- _Brief_
Return each line of the entries below that contains the string "leaf". Matching is case-sensitive.

- _Dataset_
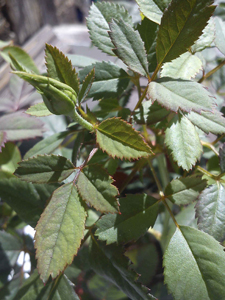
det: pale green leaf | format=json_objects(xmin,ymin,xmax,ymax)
[
  {"xmin": 109, "ymin": 19, "xmax": 148, "ymax": 76},
  {"xmin": 165, "ymin": 116, "xmax": 202, "ymax": 170},
  {"xmin": 15, "ymin": 155, "xmax": 75, "ymax": 183},
  {"xmin": 164, "ymin": 226, "xmax": 225, "ymax": 300},
  {"xmin": 45, "ymin": 44, "xmax": 79, "ymax": 94},
  {"xmin": 96, "ymin": 118, "xmax": 152, "ymax": 159},
  {"xmin": 165, "ymin": 176, "xmax": 206, "ymax": 205},
  {"xmin": 77, "ymin": 165, "xmax": 119, "ymax": 213},
  {"xmin": 25, "ymin": 102, "xmax": 52, "ymax": 117},
  {"xmin": 95, "ymin": 194, "xmax": 158, "ymax": 244},
  {"xmin": 35, "ymin": 183, "xmax": 86, "ymax": 282},
  {"xmin": 196, "ymin": 183, "xmax": 225, "ymax": 242},
  {"xmin": 161, "ymin": 52, "xmax": 202, "ymax": 79},
  {"xmin": 87, "ymin": 2, "xmax": 132, "ymax": 55},
  {"xmin": 148, "ymin": 77, "xmax": 213, "ymax": 112},
  {"xmin": 156, "ymin": 0, "xmax": 215, "ymax": 65}
]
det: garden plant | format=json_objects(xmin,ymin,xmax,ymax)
[{"xmin": 0, "ymin": 0, "xmax": 225, "ymax": 300}]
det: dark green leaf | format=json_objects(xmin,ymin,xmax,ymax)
[
  {"xmin": 96, "ymin": 118, "xmax": 152, "ymax": 159},
  {"xmin": 35, "ymin": 183, "xmax": 86, "ymax": 282},
  {"xmin": 164, "ymin": 226, "xmax": 225, "ymax": 300},
  {"xmin": 156, "ymin": 0, "xmax": 215, "ymax": 65},
  {"xmin": 87, "ymin": 2, "xmax": 132, "ymax": 55},
  {"xmin": 15, "ymin": 155, "xmax": 75, "ymax": 183},
  {"xmin": 77, "ymin": 165, "xmax": 119, "ymax": 213},
  {"xmin": 196, "ymin": 183, "xmax": 225, "ymax": 242},
  {"xmin": 165, "ymin": 176, "xmax": 207, "ymax": 205},
  {"xmin": 95, "ymin": 194, "xmax": 158, "ymax": 244},
  {"xmin": 109, "ymin": 19, "xmax": 148, "ymax": 76}
]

- _Solved exercise_
det: pale green leaf | format=json_objects(xmin,ymin,xmax,ymax)
det: dark green leaf | format=json_objects(xmin,ymin,xmax,ymax)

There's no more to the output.